Stored data entries
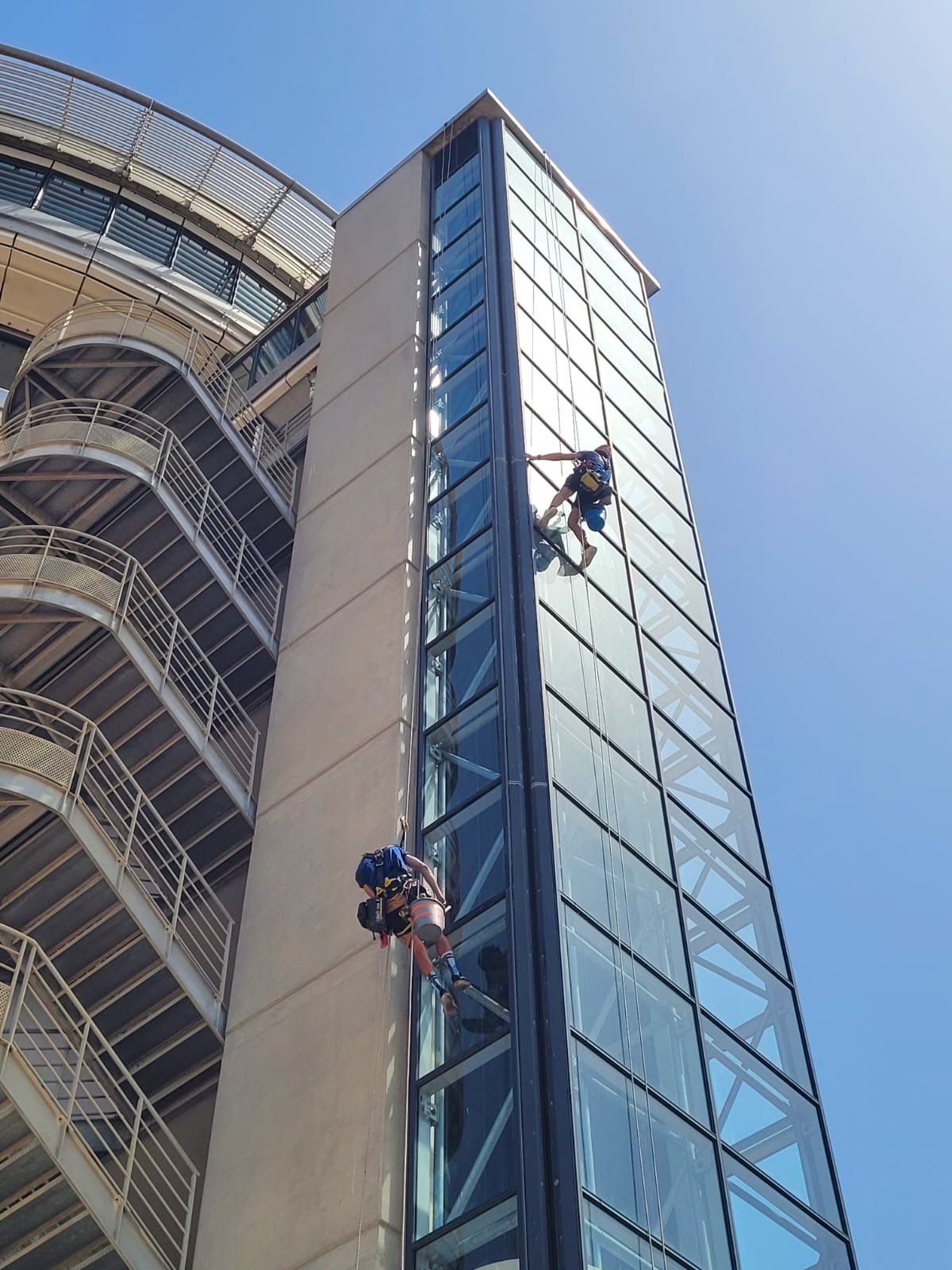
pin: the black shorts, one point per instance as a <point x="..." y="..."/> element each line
<point x="587" y="498"/>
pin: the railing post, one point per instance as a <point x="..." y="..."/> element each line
<point x="177" y="906"/>
<point x="127" y="1178"/>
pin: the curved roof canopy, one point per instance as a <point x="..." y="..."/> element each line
<point x="124" y="137"/>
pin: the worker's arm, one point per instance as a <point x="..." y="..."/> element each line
<point x="424" y="870"/>
<point x="560" y="456"/>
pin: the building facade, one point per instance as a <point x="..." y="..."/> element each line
<point x="270" y="578"/>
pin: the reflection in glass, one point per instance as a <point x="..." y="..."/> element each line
<point x="469" y="852"/>
<point x="482" y="950"/>
<point x="457" y="300"/>
<point x="772" y="1231"/>
<point x="459" y="586"/>
<point x="632" y="1147"/>
<point x="696" y="713"/>
<point x="488" y="1242"/>
<point x="600" y="779"/>
<point x="716" y="880"/>
<point x="459" y="395"/>
<point x="768" y="1123"/>
<point x="459" y="514"/>
<point x="460" y="666"/>
<point x="465" y="1138"/>
<point x="463" y="759"/>
<point x="459" y="451"/>
<point x="596" y="691"/>
<point x="679" y="638"/>
<point x="746" y="997"/>
<point x="457" y="346"/>
<point x="708" y="794"/>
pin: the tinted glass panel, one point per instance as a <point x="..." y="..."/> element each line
<point x="469" y="850"/>
<point x="746" y="996"/>
<point x="457" y="514"/>
<point x="459" y="451"/>
<point x="601" y="779"/>
<point x="459" y="586"/>
<point x="708" y="794"/>
<point x="768" y="1123"/>
<point x="466" y="1138"/>
<point x="137" y="230"/>
<point x="715" y="879"/>
<point x="460" y="666"/>
<point x="463" y="759"/>
<point x="771" y="1231"/>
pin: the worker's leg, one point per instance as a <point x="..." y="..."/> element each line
<point x="562" y="497"/>
<point x="444" y="952"/>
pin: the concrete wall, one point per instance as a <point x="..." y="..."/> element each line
<point x="308" y="1145"/>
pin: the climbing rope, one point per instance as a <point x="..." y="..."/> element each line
<point x="608" y="779"/>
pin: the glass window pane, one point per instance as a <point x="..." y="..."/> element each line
<point x="86" y="206"/>
<point x="601" y="779"/>
<point x="596" y="691"/>
<point x="465" y="1138"/>
<point x="708" y="794"/>
<point x="647" y="461"/>
<point x="746" y="997"/>
<point x="696" y="713"/>
<point x="463" y="759"/>
<point x="141" y="232"/>
<point x="630" y="366"/>
<point x="457" y="347"/>
<point x="456" y="186"/>
<point x="716" y="880"/>
<point x="469" y="854"/>
<point x="448" y="226"/>
<point x="488" y="1242"/>
<point x="457" y="514"/>
<point x="772" y="1231"/>
<point x="460" y="666"/>
<point x="624" y="323"/>
<point x="459" y="397"/>
<point x="683" y="587"/>
<point x="636" y="410"/>
<point x="459" y="586"/>
<point x="456" y="452"/>
<point x="653" y="1033"/>
<point x="457" y="300"/>
<point x="457" y="258"/>
<point x="679" y="638"/>
<point x="612" y="1246"/>
<point x="615" y="634"/>
<point x="482" y="949"/>
<point x="768" y="1123"/>
<point x="655" y="511"/>
<point x="628" y="1142"/>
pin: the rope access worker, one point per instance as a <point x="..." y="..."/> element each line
<point x="393" y="879"/>
<point x="589" y="487"/>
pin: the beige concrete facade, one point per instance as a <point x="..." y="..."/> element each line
<point x="308" y="1146"/>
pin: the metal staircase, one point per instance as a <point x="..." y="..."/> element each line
<point x="89" y="1172"/>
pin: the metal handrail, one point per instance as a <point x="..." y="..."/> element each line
<point x="95" y="1099"/>
<point x="135" y="436"/>
<point x="194" y="353"/>
<point x="67" y="751"/>
<point x="126" y="137"/>
<point x="82" y="564"/>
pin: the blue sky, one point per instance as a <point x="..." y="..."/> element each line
<point x="785" y="171"/>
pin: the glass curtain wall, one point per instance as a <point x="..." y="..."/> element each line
<point x="463" y="1149"/>
<point x="698" y="1133"/>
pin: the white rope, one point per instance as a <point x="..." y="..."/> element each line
<point x="607" y="764"/>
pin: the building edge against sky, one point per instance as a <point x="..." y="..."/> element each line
<point x="194" y="387"/>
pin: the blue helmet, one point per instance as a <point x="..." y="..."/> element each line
<point x="594" y="518"/>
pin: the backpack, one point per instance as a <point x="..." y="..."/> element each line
<point x="596" y="473"/>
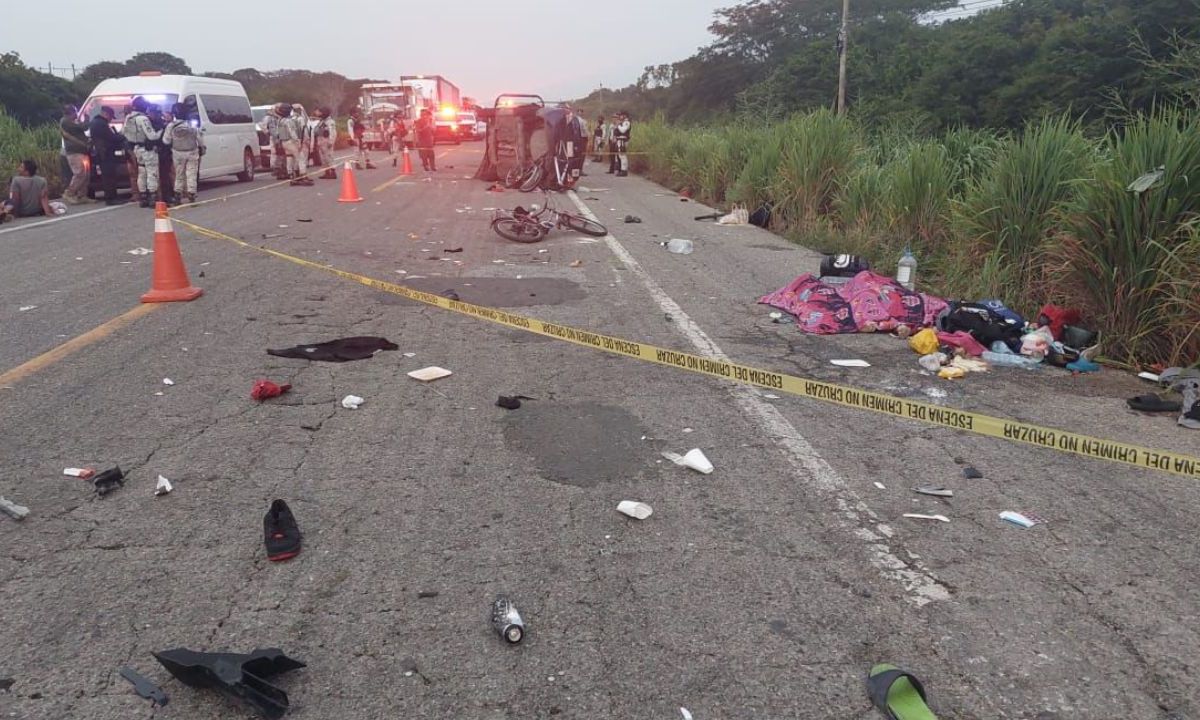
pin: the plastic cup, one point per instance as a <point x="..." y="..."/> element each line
<point x="695" y="460"/>
<point x="635" y="509"/>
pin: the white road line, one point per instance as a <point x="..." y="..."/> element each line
<point x="59" y="219"/>
<point x="921" y="585"/>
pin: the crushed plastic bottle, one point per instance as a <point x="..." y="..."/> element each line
<point x="906" y="270"/>
<point x="679" y="246"/>
<point x="1011" y="360"/>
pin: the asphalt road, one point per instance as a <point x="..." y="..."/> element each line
<point x="766" y="589"/>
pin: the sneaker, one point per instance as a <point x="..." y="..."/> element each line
<point x="1191" y="390"/>
<point x="281" y="533"/>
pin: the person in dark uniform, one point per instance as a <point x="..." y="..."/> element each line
<point x="160" y="119"/>
<point x="106" y="142"/>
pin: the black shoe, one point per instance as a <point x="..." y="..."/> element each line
<point x="281" y="533"/>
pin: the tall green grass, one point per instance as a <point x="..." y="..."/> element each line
<point x="1030" y="217"/>
<point x="40" y="144"/>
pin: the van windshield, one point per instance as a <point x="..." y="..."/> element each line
<point x="119" y="102"/>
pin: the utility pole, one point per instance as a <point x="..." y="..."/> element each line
<point x="843" y="41"/>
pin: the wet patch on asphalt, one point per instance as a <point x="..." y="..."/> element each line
<point x="580" y="444"/>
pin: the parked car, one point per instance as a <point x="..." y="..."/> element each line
<point x="221" y="106"/>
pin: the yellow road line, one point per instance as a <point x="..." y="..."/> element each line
<point x="76" y="345"/>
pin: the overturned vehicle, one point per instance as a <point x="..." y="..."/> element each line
<point x="531" y="145"/>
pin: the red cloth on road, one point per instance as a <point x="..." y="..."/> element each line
<point x="267" y="390"/>
<point x="867" y="298"/>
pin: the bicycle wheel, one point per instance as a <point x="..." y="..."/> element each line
<point x="582" y="225"/>
<point x="533" y="180"/>
<point x="517" y="229"/>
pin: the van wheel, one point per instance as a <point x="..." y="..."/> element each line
<point x="247" y="163"/>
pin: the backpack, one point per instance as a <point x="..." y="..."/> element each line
<point x="982" y="323"/>
<point x="133" y="131"/>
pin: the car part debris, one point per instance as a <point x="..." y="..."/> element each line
<point x="108" y="481"/>
<point x="234" y="675"/>
<point x="12" y="509"/>
<point x="507" y="621"/>
<point x="281" y="534"/>
<point x="919" y="516"/>
<point x="1020" y="520"/>
<point x="427" y="375"/>
<point x="634" y="509"/>
<point x="144" y="688"/>
<point x="267" y="390"/>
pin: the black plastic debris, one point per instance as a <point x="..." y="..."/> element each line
<point x="109" y="480"/>
<point x="234" y="675"/>
<point x="339" y="351"/>
<point x="143" y="687"/>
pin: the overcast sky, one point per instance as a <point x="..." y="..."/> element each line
<point x="561" y="49"/>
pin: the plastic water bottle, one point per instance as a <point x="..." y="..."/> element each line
<point x="679" y="246"/>
<point x="1011" y="360"/>
<point x="906" y="271"/>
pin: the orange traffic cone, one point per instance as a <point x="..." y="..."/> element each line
<point x="349" y="187"/>
<point x="169" y="282"/>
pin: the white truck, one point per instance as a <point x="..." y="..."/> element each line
<point x="381" y="101"/>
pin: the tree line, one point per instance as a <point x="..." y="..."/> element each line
<point x="929" y="63"/>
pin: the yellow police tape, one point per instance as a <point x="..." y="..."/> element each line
<point x="852" y="397"/>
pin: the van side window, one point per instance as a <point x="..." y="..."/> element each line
<point x="227" y="109"/>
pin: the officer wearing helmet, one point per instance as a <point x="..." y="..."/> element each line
<point x="142" y="136"/>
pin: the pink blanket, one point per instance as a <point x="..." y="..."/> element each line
<point x="867" y="298"/>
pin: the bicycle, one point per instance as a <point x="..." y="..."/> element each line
<point x="522" y="226"/>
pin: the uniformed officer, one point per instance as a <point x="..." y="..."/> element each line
<point x="143" y="137"/>
<point x="291" y="141"/>
<point x="358" y="127"/>
<point x="327" y="135"/>
<point x="621" y="135"/>
<point x="186" y="144"/>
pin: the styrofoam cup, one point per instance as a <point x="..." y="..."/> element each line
<point x="635" y="509"/>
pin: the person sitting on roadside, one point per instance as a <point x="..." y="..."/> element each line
<point x="28" y="195"/>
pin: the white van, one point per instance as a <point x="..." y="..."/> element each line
<point x="222" y="107"/>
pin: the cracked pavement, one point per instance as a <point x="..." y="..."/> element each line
<point x="749" y="593"/>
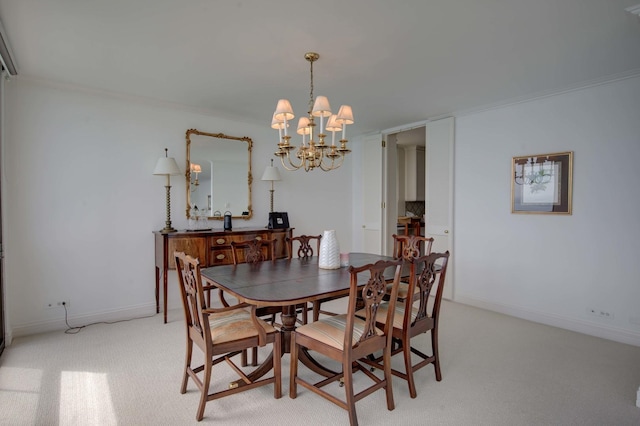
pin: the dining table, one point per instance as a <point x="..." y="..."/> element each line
<point x="286" y="283"/>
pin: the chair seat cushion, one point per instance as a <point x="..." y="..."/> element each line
<point x="330" y="331"/>
<point x="234" y="325"/>
<point x="403" y="290"/>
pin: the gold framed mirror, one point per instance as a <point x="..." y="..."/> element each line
<point x="218" y="175"/>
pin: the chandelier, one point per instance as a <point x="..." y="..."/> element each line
<point x="534" y="173"/>
<point x="311" y="154"/>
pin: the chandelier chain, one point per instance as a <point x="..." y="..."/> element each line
<point x="311" y="88"/>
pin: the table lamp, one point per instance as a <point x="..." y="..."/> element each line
<point x="167" y="166"/>
<point x="272" y="174"/>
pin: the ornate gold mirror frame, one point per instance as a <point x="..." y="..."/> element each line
<point x="217" y="167"/>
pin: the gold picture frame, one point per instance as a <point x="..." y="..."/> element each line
<point x="542" y="183"/>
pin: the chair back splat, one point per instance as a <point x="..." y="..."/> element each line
<point x="349" y="339"/>
<point x="305" y="249"/>
<point x="221" y="334"/>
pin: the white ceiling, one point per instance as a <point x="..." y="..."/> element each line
<point x="396" y="62"/>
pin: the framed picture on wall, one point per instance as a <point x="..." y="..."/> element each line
<point x="542" y="183"/>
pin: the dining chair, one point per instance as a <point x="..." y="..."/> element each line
<point x="347" y="339"/>
<point x="305" y="251"/>
<point x="408" y="247"/>
<point x="254" y="251"/>
<point x="418" y="314"/>
<point x="221" y="334"/>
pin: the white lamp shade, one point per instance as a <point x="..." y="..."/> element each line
<point x="303" y="126"/>
<point x="321" y="107"/>
<point x="345" y="115"/>
<point x="277" y="124"/>
<point x="271" y="173"/>
<point x="166" y="166"/>
<point x="333" y="125"/>
<point x="284" y="110"/>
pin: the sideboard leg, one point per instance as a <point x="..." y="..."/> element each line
<point x="157" y="290"/>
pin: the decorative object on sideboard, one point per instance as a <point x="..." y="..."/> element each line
<point x="167" y="166"/>
<point x="312" y="154"/>
<point x="329" y="257"/>
<point x="227" y="221"/>
<point x="271" y="174"/>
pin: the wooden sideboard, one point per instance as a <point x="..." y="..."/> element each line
<point x="211" y="247"/>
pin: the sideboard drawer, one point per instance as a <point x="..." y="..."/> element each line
<point x="194" y="247"/>
<point x="220" y="256"/>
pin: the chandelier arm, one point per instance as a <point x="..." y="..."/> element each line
<point x="285" y="165"/>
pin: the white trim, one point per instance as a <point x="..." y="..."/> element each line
<point x="584" y="327"/>
<point x="57" y="324"/>
<point x="141" y="100"/>
<point x="549" y="93"/>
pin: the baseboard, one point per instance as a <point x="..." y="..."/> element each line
<point x="584" y="327"/>
<point x="127" y="313"/>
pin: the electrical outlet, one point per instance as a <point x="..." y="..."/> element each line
<point x="600" y="313"/>
<point x="58" y="304"/>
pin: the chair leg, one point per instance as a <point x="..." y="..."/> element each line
<point x="408" y="368"/>
<point x="316" y="310"/>
<point x="277" y="366"/>
<point x="243" y="358"/>
<point x="254" y="357"/>
<point x="434" y="346"/>
<point x="387" y="377"/>
<point x="187" y="365"/>
<point x="293" y="369"/>
<point x="350" y="397"/>
<point x="204" y="392"/>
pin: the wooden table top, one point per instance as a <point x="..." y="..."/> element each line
<point x="285" y="282"/>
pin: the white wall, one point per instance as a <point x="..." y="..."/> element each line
<point x="551" y="268"/>
<point x="81" y="201"/>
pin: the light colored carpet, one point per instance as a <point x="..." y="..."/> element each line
<point x="497" y="370"/>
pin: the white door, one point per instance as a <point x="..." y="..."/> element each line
<point x="372" y="193"/>
<point x="439" y="190"/>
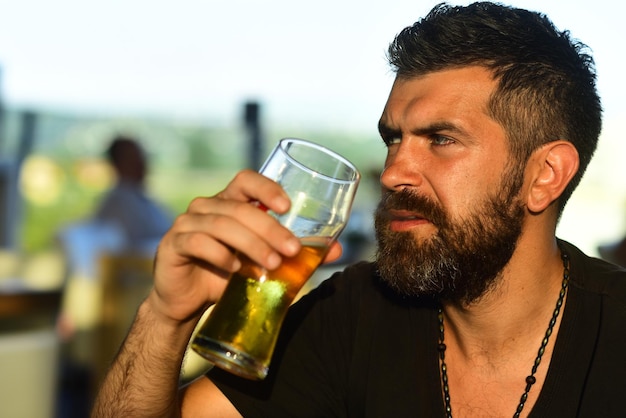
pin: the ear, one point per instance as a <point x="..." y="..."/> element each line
<point x="552" y="167"/>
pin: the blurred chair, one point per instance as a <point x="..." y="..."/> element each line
<point x="29" y="352"/>
<point x="125" y="281"/>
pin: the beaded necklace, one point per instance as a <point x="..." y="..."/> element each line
<point x="530" y="379"/>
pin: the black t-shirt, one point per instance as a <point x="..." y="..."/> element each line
<point x="351" y="348"/>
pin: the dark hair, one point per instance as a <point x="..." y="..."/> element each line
<point x="546" y="80"/>
<point x="119" y="146"/>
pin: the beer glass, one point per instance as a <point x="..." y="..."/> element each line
<point x="240" y="333"/>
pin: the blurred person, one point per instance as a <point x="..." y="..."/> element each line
<point x="473" y="306"/>
<point x="141" y="219"/>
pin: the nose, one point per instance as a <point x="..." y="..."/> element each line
<point x="402" y="168"/>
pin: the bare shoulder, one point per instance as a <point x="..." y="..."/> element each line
<point x="203" y="399"/>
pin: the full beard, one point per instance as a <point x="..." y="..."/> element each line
<point x="462" y="260"/>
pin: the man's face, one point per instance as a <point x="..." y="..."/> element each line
<point x="451" y="213"/>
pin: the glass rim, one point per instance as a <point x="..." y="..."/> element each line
<point x="284" y="141"/>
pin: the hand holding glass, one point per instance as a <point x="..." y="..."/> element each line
<point x="240" y="333"/>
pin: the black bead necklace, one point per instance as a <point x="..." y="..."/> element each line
<point x="530" y="380"/>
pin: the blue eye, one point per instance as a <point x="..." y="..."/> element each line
<point x="393" y="141"/>
<point x="440" y="140"/>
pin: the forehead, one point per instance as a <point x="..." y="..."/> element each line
<point x="459" y="96"/>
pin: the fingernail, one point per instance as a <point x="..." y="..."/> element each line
<point x="292" y="246"/>
<point x="273" y="261"/>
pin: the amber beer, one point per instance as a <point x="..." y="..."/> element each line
<point x="246" y="321"/>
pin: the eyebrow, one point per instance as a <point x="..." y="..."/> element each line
<point x="387" y="131"/>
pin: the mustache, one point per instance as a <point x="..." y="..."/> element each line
<point x="410" y="201"/>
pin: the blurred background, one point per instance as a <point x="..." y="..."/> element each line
<point x="207" y="88"/>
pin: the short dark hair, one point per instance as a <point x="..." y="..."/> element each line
<point x="118" y="147"/>
<point x="546" y="80"/>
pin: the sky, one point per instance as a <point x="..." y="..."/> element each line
<point x="319" y="62"/>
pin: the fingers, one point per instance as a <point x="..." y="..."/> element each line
<point x="251" y="186"/>
<point x="215" y="228"/>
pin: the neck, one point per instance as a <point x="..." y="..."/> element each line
<point x="507" y="319"/>
<point x="504" y="365"/>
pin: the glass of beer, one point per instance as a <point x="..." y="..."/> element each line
<point x="240" y="333"/>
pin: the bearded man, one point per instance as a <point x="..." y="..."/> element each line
<point x="473" y="307"/>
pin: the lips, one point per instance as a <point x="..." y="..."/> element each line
<point x="402" y="220"/>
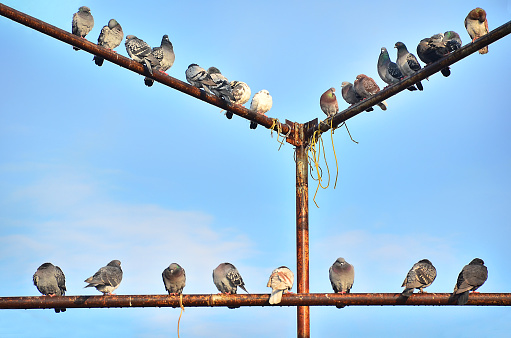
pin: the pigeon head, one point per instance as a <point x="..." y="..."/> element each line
<point x="476" y="261"/>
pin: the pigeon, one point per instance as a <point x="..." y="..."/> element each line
<point x="198" y="77"/>
<point x="82" y="23"/>
<point x="281" y="280"/>
<point x="141" y="52"/>
<point x="174" y="279"/>
<point x="241" y="92"/>
<point x="110" y="37"/>
<point x="106" y="279"/>
<point x="367" y="87"/>
<point x="342" y="276"/>
<point x="261" y="104"/>
<point x="433" y="49"/>
<point x="452" y="41"/>
<point x="388" y="70"/>
<point x="470" y="278"/>
<point x="221" y="87"/>
<point x="165" y="56"/>
<point x="328" y="102"/>
<point x="227" y="279"/>
<point x="420" y="276"/>
<point x="477" y="26"/>
<point x="350" y="95"/>
<point x="407" y="62"/>
<point x="50" y="281"/>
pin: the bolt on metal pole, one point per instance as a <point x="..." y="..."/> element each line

To do:
Look above for the line containing "pin: the pigeon, one", then please write out that line and each one after it through the end, exactly, with nothing else.

Answer to this problem:
pin: the pigeon, one point per instance as a <point x="..." y="..."/> element each line
<point x="198" y="77"/>
<point x="82" y="23"/>
<point x="281" y="280"/>
<point x="141" y="52"/>
<point x="174" y="279"/>
<point x="241" y="92"/>
<point x="110" y="37"/>
<point x="106" y="279"/>
<point x="367" y="87"/>
<point x="342" y="276"/>
<point x="261" y="104"/>
<point x="433" y="49"/>
<point x="452" y="41"/>
<point x="388" y="70"/>
<point x="470" y="278"/>
<point x="221" y="87"/>
<point x="165" y="56"/>
<point x="328" y="102"/>
<point x="227" y="279"/>
<point x="420" y="276"/>
<point x="477" y="26"/>
<point x="350" y="95"/>
<point x="407" y="62"/>
<point x="50" y="281"/>
pin: the bolt on metal pole, one point per instance as a <point x="..." y="..."/> element each line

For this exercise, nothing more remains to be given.